Wait times for organ transplants continue to cost patients their lives across Canada, statistics released Thursday suggest, even as the country has seen a surge in such procedures over the past decade.
The data from the Canadian Institute for Health Information (CIHI) was collected by health centres and organizations across the country on organ donation, transplant and treatment from 2009 to 2018.
The report found that nearly 2,800 organ transplants were performed in Canada in 2018, marking a 33-per-cent increase over the course of 10 years.
But more than 4,350 Canadians were still waiting for an organ transplant by the end of last year, according to the data. Another 223 patients died while on a wait list.
“Though our transplant procedures are going up, there’s also new factors that are contributing to more people needing organs,” said Michael Terner, program lead for CIHI’s Canadian Organ Replacement Register.
The statistics indicate that Canada is struggling to keep pace with patients’ needs, even as transplant practices have improved, he said.
Watch: In the U.S., a drone was used to deliver an organ for a transplant. Story continues below.
While the number of living donors per million Canadians has for the most part plateaued in recent years, Terner said the rate of organ donations from deceased people has jumped by 42 per cent.
Some have credited Logan Boulet, a 21-year-old boy killed in the bus crash involving the Humboldt Broncos hockey team, for a surge in donor sign-ups.
He signed up weeks before he and 15 others died in April 2018, and his organs later benefited six people.
Canadian Blood Services estimates that within two months of his death, more than 150,000 people registered to become organ donors, in what’s been dubbed the “Boulet Effect.”
But Terner said much of the spike is due to a 2006 move to broaden the criteria for deceased donations beyond brain death cases to include patients whose hearts have permanently stopped beating.
______
▸ **ABOUT THIS TASK**: Copy from the organ transplant article the stretch from "Wait times for" through "of 10 years.", word for word.
______
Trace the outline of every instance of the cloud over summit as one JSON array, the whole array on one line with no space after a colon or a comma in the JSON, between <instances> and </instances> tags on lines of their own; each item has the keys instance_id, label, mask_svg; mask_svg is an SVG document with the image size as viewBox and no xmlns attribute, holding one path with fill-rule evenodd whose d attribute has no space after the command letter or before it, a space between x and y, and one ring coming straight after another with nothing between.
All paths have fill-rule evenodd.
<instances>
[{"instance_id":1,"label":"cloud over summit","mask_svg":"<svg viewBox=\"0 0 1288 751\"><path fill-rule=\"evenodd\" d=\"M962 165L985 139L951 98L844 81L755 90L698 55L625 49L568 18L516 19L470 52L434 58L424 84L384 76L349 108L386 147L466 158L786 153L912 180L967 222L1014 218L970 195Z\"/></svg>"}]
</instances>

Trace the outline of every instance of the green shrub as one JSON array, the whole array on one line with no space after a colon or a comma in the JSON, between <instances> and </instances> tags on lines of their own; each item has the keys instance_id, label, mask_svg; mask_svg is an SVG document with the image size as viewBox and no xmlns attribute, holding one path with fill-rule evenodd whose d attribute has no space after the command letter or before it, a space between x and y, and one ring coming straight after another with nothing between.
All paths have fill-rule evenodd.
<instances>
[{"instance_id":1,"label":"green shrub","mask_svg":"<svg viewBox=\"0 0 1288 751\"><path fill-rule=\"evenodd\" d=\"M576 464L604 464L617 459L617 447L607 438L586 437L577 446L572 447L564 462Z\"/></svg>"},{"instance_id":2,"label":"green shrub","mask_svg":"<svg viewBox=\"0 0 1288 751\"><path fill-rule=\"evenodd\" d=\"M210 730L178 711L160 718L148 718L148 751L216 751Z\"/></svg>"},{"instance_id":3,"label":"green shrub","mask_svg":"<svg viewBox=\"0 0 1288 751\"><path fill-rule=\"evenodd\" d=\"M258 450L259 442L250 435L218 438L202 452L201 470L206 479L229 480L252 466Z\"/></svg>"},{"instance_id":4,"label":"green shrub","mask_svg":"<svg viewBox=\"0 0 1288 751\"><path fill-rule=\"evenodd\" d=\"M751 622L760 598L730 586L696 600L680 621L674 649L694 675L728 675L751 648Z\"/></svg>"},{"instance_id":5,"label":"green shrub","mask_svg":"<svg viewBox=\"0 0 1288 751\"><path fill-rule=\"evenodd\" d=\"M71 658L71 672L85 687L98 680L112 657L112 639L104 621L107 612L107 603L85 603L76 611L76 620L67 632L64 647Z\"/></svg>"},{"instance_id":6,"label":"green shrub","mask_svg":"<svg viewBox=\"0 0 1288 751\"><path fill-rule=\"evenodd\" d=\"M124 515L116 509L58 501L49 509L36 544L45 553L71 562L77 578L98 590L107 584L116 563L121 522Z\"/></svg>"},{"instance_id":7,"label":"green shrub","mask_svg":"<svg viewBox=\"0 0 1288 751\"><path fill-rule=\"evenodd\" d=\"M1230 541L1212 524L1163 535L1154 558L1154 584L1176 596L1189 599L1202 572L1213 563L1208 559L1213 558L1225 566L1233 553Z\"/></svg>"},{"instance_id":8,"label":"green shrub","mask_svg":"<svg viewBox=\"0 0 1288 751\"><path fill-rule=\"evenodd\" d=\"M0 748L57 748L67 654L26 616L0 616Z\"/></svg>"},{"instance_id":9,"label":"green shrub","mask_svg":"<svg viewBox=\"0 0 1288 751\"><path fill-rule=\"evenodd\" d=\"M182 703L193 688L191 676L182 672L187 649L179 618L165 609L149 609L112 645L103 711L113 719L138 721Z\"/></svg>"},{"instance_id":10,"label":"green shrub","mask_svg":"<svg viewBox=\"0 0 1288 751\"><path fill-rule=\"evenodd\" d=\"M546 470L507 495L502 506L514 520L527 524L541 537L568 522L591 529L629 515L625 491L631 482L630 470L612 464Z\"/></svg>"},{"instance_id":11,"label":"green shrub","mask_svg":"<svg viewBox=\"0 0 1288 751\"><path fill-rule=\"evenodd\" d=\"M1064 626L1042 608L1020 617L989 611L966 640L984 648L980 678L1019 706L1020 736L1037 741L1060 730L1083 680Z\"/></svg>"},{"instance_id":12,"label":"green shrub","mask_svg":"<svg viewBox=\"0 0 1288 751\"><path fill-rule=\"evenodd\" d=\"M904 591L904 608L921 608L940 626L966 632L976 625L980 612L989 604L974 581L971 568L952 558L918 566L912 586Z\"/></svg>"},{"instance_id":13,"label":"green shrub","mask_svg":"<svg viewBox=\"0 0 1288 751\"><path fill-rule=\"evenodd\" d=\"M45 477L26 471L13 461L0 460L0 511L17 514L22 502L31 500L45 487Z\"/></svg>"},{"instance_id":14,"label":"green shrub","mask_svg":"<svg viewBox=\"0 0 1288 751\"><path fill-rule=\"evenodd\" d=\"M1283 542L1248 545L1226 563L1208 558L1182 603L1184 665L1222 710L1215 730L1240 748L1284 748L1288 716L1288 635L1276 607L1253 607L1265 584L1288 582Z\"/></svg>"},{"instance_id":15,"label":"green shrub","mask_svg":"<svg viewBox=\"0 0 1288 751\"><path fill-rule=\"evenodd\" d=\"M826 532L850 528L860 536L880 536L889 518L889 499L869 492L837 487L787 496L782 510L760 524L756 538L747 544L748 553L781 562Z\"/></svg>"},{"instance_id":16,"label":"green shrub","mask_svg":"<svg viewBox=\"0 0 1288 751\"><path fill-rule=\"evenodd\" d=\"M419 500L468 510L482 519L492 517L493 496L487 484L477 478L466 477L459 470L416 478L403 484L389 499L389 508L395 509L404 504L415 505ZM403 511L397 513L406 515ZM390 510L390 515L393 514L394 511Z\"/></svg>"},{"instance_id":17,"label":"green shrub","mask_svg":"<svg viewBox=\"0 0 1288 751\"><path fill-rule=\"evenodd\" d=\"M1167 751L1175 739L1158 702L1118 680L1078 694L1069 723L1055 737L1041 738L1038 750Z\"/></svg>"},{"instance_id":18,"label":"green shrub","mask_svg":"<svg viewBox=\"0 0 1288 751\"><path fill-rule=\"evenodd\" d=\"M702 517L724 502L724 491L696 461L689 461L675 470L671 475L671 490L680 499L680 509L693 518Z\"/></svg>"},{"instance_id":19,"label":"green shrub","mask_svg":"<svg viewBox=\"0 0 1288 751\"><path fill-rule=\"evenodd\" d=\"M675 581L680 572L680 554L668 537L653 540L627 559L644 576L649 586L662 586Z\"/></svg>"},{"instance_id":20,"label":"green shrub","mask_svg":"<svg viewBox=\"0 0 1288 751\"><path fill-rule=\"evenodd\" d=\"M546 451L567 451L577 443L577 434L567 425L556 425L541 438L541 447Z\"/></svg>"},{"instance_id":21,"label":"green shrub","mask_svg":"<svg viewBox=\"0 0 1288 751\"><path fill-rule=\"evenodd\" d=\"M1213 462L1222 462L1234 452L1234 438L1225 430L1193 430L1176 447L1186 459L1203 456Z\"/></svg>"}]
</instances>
______
▸ **SOLUTION BELOW**:
Wait times for organ transplants continue to cost patients their lives across Canada, statistics released Thursday suggest, even as the country has seen a surge in such procedures over the past decade.
The data from the Canadian Institute for Health Information (CIHI) was collected by health centres and organizations across the country on organ donation, transplant and treatment from 2009 to 2018.
The report found that nearly 2,800 organ transplants were performed in Canada in 2018, marking a 33-per-cent increase over the course of 10 years.